> _Work to complete_
Copy every row below word for word, and leave the pictures out.

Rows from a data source
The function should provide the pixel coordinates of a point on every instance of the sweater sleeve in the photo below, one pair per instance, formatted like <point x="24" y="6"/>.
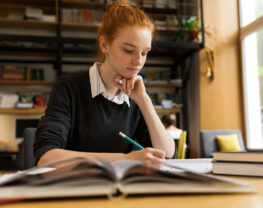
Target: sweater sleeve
<point x="142" y="135"/>
<point x="53" y="129"/>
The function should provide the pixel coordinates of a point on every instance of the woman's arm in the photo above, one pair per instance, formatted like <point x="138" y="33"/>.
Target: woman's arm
<point x="160" y="138"/>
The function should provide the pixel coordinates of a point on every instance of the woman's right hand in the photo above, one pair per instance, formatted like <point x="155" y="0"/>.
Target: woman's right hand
<point x="147" y="154"/>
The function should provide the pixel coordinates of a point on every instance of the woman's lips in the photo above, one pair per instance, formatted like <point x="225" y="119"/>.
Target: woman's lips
<point x="133" y="69"/>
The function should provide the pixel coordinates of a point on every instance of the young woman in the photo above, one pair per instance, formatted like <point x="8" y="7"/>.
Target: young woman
<point x="86" y="111"/>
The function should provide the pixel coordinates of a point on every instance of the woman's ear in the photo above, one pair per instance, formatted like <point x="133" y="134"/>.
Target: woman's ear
<point x="104" y="46"/>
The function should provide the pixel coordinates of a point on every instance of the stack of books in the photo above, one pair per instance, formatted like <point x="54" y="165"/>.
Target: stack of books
<point x="245" y="163"/>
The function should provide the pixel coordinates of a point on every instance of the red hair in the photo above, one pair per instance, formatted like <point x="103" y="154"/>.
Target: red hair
<point x="119" y="14"/>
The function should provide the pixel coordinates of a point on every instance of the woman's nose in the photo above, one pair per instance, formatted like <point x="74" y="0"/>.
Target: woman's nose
<point x="137" y="60"/>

> _Answer to this problem_
The function should provide the pixel coordinates of a point on every instance of the sweater sleeve in the photo below, one pair per instance, formatted like <point x="24" y="6"/>.
Target: sweater sleeve
<point x="142" y="135"/>
<point x="53" y="129"/>
The function should provide the pixel coordinates of a point on every instance of the woman's arm in the photo above, one pair per instance, formatted like <point x="138" y="33"/>.
Target: woman's arm
<point x="160" y="138"/>
The function should provide the pixel coordinates of a point on every instance of the woman's right hand in the photo above, one pair per instance, formatted like <point x="155" y="0"/>.
Target: woman's right hand
<point x="147" y="154"/>
The function should provide the pixel coordinates of a point on every instance of the woman's lips in the photo above, one pair per instance, formatted like <point x="225" y="119"/>.
Target: woman's lips
<point x="133" y="69"/>
The function should provide the pixel coordinates of a point on every instance of the young woman in the photo above, one pair per instance, formatted like <point x="8" y="7"/>.
Target: young woman
<point x="86" y="111"/>
The function should provide the pixel coordinates of a point on every instance of the woman's ear in the photo above, one pair per instance, formatted like <point x="133" y="134"/>.
Target: woman's ear
<point x="104" y="46"/>
The function should provide the pixel coordinates of a point on every instance of the stack of books in the photo above, one pair per instance, formatted like <point x="54" y="165"/>.
Target: stack of books
<point x="245" y="163"/>
The function should provide the pixel coordinates of a point on every instance of the red hair in the photo above, one pair per instance, formatted like <point x="103" y="154"/>.
Target: red hair
<point x="119" y="14"/>
The function should provide the pixel coordinates of a point on every instance of the woman's nose in the photo above, one pair per instance, formatted like <point x="74" y="0"/>.
Target: woman's nose
<point x="137" y="60"/>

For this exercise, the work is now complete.